**Assigned task**
Filter the records for "below" and keep each line that has it.

Stored items:
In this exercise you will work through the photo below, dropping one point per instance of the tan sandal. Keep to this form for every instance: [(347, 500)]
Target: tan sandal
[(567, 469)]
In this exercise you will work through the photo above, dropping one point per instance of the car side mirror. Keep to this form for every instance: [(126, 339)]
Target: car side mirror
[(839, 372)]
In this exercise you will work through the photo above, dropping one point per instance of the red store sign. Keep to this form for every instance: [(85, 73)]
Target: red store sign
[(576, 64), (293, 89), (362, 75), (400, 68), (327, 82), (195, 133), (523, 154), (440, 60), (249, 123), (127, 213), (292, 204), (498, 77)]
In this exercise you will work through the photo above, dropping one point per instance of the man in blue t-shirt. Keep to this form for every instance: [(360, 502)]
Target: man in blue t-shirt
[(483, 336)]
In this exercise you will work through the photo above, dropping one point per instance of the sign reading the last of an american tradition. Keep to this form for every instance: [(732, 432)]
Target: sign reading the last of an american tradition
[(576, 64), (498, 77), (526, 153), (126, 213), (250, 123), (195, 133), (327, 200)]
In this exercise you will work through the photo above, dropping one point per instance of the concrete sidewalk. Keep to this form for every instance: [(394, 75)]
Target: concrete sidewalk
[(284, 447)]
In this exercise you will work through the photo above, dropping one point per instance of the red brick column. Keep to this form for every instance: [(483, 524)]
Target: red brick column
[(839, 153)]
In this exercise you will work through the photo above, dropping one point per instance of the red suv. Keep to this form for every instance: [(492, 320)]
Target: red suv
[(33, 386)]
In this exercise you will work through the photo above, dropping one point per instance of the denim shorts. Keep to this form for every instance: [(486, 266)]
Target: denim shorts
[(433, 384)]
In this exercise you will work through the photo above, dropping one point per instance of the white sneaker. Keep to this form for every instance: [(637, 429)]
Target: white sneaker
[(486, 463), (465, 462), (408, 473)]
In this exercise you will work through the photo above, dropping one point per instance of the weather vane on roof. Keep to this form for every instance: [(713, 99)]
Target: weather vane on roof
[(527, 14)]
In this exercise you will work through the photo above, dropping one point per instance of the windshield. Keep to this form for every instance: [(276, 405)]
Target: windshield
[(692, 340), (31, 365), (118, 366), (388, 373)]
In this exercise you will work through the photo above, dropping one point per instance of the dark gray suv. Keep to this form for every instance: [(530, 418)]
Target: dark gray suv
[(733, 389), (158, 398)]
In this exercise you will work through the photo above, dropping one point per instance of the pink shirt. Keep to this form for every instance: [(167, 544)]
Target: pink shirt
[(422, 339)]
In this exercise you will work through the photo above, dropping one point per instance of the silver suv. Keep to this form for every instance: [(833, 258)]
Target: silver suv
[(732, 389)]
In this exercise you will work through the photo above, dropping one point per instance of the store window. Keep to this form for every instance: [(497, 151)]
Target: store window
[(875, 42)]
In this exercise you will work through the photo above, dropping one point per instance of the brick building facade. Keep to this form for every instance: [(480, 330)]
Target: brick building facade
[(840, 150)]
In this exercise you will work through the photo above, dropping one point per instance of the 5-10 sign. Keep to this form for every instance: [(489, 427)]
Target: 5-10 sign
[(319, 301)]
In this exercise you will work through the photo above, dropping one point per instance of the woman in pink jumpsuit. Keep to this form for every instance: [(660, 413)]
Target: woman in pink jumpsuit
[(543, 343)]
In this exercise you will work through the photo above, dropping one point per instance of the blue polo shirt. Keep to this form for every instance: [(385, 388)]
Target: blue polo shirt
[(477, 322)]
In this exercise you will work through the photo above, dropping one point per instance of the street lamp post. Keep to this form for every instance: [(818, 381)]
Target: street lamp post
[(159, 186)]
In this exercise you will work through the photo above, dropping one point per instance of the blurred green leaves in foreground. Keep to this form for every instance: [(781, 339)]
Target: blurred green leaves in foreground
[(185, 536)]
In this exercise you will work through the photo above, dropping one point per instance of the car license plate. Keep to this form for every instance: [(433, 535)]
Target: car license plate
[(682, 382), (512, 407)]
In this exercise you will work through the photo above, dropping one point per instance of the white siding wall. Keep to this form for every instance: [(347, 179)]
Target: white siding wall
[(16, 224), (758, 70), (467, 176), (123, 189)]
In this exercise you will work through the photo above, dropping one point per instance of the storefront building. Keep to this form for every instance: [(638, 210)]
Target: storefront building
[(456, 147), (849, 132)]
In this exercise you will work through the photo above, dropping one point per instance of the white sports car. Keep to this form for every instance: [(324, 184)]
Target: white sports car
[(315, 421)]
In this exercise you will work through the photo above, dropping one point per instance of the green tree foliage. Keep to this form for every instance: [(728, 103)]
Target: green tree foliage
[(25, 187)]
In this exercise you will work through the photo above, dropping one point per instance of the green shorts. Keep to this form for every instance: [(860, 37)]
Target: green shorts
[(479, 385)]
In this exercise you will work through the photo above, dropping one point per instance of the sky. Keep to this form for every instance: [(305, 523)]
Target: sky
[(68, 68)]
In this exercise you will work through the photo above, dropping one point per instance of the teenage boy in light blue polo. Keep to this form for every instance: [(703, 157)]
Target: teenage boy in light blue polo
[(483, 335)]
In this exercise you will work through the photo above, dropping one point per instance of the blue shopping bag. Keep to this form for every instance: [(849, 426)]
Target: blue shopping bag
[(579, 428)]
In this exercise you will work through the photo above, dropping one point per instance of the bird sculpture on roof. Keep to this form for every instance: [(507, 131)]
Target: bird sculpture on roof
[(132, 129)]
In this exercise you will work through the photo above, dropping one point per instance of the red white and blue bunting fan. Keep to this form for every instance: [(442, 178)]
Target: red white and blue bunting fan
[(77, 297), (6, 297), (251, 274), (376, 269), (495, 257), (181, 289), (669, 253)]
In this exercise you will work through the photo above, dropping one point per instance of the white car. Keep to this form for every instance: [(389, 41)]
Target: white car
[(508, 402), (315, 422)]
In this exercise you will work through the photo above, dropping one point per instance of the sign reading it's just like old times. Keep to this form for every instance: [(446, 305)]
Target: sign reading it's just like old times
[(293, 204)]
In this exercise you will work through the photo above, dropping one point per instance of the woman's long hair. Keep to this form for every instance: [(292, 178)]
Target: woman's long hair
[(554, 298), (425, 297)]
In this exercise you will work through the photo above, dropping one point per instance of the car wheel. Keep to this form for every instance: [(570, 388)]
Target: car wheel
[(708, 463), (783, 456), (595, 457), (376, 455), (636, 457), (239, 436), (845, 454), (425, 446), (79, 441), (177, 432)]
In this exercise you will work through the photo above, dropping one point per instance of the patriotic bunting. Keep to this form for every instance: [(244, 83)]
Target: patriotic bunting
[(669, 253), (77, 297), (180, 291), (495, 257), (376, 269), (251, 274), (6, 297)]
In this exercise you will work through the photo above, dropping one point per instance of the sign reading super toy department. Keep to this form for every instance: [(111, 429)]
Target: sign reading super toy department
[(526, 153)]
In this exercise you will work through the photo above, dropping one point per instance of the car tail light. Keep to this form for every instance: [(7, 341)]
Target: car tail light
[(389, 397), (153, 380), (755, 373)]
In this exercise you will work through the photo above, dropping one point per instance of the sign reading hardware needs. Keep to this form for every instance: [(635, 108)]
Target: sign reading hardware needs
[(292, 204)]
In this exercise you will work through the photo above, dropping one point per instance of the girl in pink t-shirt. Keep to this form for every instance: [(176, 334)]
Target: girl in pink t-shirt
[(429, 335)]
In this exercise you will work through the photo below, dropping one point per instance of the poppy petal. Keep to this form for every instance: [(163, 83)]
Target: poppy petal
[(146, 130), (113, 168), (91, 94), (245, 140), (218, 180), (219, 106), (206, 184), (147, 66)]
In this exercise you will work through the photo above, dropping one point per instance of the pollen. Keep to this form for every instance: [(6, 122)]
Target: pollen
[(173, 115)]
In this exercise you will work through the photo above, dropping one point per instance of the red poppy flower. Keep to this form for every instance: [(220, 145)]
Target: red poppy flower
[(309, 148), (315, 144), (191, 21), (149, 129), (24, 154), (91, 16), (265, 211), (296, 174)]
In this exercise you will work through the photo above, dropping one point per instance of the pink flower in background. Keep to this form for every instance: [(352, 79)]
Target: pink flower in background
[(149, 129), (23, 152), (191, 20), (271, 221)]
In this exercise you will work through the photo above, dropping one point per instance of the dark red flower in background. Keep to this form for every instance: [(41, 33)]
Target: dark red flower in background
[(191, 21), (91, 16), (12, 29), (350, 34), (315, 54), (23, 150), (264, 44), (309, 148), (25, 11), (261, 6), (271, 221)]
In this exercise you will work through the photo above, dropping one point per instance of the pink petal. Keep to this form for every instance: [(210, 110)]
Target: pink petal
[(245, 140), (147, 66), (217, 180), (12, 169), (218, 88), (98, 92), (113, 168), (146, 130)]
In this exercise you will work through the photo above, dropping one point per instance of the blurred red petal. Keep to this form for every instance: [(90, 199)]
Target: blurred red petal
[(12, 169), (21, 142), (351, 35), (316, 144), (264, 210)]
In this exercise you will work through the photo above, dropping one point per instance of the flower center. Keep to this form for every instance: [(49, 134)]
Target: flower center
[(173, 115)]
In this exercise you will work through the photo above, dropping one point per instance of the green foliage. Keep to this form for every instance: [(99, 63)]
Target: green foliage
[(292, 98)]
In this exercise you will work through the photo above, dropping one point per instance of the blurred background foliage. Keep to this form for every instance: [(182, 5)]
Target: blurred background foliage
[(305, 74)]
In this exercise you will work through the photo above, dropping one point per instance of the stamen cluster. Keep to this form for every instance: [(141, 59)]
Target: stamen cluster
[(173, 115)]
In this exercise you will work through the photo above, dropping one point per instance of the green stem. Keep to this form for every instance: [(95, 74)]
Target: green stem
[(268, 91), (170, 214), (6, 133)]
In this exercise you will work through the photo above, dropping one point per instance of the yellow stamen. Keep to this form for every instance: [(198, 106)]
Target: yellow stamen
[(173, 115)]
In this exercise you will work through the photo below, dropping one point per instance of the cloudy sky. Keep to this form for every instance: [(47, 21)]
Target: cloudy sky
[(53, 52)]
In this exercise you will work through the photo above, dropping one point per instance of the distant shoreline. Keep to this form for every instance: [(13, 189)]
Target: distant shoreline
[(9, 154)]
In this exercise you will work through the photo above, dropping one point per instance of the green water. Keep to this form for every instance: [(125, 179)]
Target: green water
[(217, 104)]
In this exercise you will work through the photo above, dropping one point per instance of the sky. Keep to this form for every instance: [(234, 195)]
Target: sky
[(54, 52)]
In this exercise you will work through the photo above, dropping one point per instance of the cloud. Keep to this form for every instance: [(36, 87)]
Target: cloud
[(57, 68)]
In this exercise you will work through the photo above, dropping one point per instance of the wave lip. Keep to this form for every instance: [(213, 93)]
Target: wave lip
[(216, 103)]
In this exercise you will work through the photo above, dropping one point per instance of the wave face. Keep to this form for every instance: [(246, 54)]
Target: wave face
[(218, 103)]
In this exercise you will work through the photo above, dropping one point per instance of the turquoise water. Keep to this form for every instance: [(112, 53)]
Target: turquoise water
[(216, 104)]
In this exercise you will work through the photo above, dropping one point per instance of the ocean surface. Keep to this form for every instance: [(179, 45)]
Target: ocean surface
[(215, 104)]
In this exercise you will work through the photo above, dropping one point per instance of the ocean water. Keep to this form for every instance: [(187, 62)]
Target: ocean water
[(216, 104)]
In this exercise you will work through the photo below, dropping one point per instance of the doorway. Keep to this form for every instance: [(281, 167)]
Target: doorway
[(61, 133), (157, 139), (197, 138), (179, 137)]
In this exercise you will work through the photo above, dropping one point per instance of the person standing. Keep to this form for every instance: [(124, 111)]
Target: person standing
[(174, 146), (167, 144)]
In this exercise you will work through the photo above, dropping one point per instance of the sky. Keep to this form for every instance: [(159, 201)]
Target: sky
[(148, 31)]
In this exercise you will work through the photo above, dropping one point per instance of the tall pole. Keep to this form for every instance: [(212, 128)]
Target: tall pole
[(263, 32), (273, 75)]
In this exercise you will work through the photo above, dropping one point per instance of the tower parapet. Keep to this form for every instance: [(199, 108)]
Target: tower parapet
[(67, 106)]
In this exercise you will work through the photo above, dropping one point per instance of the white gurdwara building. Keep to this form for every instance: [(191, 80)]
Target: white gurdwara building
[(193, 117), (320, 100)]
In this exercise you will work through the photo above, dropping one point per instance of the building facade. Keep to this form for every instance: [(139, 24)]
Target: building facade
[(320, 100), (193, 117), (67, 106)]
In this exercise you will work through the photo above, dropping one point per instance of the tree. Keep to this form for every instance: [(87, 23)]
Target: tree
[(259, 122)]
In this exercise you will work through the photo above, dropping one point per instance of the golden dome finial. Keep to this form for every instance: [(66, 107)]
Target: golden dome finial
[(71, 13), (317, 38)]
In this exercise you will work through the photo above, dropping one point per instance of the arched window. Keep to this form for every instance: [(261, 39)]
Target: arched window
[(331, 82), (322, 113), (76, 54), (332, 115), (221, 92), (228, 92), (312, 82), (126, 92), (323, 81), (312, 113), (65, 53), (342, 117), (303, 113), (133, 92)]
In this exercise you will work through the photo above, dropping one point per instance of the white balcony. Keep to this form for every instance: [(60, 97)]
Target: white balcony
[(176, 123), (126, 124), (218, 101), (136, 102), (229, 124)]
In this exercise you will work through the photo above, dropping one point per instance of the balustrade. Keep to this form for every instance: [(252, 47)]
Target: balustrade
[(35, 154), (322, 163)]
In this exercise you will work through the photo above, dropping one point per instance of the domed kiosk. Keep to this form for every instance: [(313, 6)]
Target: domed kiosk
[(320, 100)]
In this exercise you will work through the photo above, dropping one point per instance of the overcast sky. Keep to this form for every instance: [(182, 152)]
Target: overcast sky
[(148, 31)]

**Answer box**
In this exercise you will work through the photo below, dropping one point per instance of the tan sandal. Keep to this form for every instance: [(347, 500)]
In this exercise you will work through the photo below, dropping one point per instance of the poppy petal. Keep to this form for every instance: [(163, 83)]
In this exercise you will work through the photo below, dropping one point per instance of the cloudy sky. Keep to this form for every instance: [(47, 21)]
In this exercise you will work through the photo below, dropping one point per instance of the doorway. Keep to this form for every instance: [(281, 167)]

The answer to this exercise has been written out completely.